_Task brief_. Retype, exactly and completely, the listing that comes next, skipping its images.

_Available data_.

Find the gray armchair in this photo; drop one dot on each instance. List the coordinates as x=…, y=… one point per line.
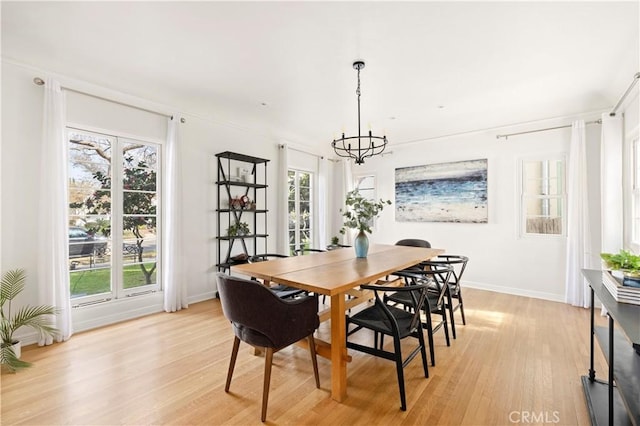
x=262, y=319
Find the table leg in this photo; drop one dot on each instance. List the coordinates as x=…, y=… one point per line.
x=338, y=349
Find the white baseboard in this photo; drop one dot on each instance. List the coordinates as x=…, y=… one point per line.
x=515, y=291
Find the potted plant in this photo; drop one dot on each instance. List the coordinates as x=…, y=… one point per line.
x=626, y=262
x=27, y=316
x=238, y=229
x=359, y=214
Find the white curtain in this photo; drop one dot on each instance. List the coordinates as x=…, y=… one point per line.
x=53, y=251
x=282, y=228
x=611, y=165
x=323, y=212
x=175, y=287
x=578, y=231
x=347, y=185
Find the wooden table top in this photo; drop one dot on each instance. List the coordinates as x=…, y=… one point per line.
x=337, y=271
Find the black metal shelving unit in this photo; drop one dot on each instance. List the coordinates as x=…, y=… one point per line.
x=615, y=401
x=230, y=186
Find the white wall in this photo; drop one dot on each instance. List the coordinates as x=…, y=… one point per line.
x=201, y=139
x=500, y=259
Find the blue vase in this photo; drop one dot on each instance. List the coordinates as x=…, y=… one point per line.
x=361, y=245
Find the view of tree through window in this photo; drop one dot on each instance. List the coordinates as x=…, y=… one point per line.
x=300, y=217
x=543, y=196
x=113, y=216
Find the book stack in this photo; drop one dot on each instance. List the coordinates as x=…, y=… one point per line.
x=620, y=293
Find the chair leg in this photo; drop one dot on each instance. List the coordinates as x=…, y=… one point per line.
x=430, y=336
x=453, y=322
x=268, y=360
x=314, y=359
x=400, y=371
x=464, y=322
x=423, y=353
x=232, y=362
x=446, y=327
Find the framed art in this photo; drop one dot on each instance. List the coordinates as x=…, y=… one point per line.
x=443, y=192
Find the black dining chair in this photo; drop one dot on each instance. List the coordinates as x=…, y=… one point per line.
x=435, y=279
x=303, y=250
x=281, y=290
x=385, y=319
x=262, y=319
x=454, y=294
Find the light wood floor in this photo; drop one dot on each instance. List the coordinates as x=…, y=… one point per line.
x=515, y=356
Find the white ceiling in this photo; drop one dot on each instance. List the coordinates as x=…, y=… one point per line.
x=432, y=68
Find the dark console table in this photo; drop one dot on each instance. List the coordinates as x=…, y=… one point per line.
x=616, y=401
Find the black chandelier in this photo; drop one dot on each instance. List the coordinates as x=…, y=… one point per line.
x=368, y=145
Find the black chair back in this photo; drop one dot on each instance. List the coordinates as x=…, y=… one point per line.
x=414, y=242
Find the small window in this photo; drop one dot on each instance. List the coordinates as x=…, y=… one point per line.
x=300, y=208
x=543, y=197
x=635, y=201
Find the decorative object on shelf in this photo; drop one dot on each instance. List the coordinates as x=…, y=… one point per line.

_Result of this task_.
Find the gray armchair in this photo; drop one dot on each instance. List the coordinates as x=…, y=… one point per line.
x=262, y=319
Find the table leg in this photo; drop one dot on each instance. List the coordinates as x=…, y=… one point per line.
x=338, y=349
Find the white baseboard in this photo; drop one dot on each instance. List the coordinates as x=…, y=… one point per line.
x=515, y=291
Find the potted plant in this photo; drop one dot on each instance. List the coordinates as x=…, y=… one point per line.
x=626, y=262
x=27, y=316
x=238, y=229
x=359, y=214
Find the white curtain in this photo; drop one dot on each instance. List the coordinates as x=…, y=… one point per line.
x=53, y=251
x=282, y=228
x=611, y=165
x=323, y=212
x=175, y=287
x=578, y=231
x=347, y=185
Find the wooden table top in this photo; drop one dot on each instance. List the coordinates as x=…, y=… one point per line.
x=337, y=271
Find the black metal shelving unit in this photo; drop one dot on each instance. List the coordinates as x=…, y=… one point per line.
x=615, y=401
x=230, y=186
Find the white wall in this photo; drop one dot on each instance. List the coordinates as x=…, y=… one point per line.
x=201, y=139
x=500, y=259
Find the blue vase in this photo; drop one dot on each instance. List the coordinates as x=…, y=… one point per line.
x=361, y=245
Find the view of tree through window in this photo; drop one dot on each instance. List the coordinates as x=…, y=… one point per line.
x=300, y=217
x=543, y=196
x=113, y=216
Find the book stack in this photo; drop one dot on each instance. List the coordinates as x=…, y=… one point per line.
x=620, y=293
Find the chair leg in this photo; drop one dot on each instance. List the coordinates as x=…, y=… one point per line.
x=430, y=336
x=453, y=322
x=268, y=360
x=314, y=359
x=400, y=371
x=464, y=322
x=423, y=353
x=232, y=362
x=446, y=327
Find the framed art in this photo; drop one dot on each instance. List the coordinates as x=…, y=… one point per line.
x=443, y=192
Find the black dining chair in this photo; drop one dot on each instance. List the coordinates as x=…, y=… one point per line.
x=435, y=279
x=303, y=250
x=281, y=290
x=385, y=319
x=262, y=319
x=454, y=294
Find the light wood floor in this photo; drop one dot on each instance. List the coordinates as x=…, y=… one point per line.
x=515, y=356
Find the white ceiling in this photo; drop one dot on each instance. List the coordinates as x=…, y=… one point per line.
x=432, y=68
Find the dark console table in this photo; drop one dot on each instance. List the coordinates as x=…, y=… one point per line.
x=616, y=401
Find the black chandelier in this photo; drop one dot on each instance. List the coordinates as x=…, y=… one point per line.
x=368, y=145
Find the black chair back in this photo; drop one dot on each instance. List the coordinates as x=…, y=… one point per line.
x=414, y=242
Find the small window in this photo; drop one dot on each instance. List the coordinates as x=…, y=… one point per line.
x=300, y=208
x=543, y=197
x=635, y=201
Find the decorative object on shelf in this photo; drop one dot on each instance. List the coordinates as x=…, y=… one point per line.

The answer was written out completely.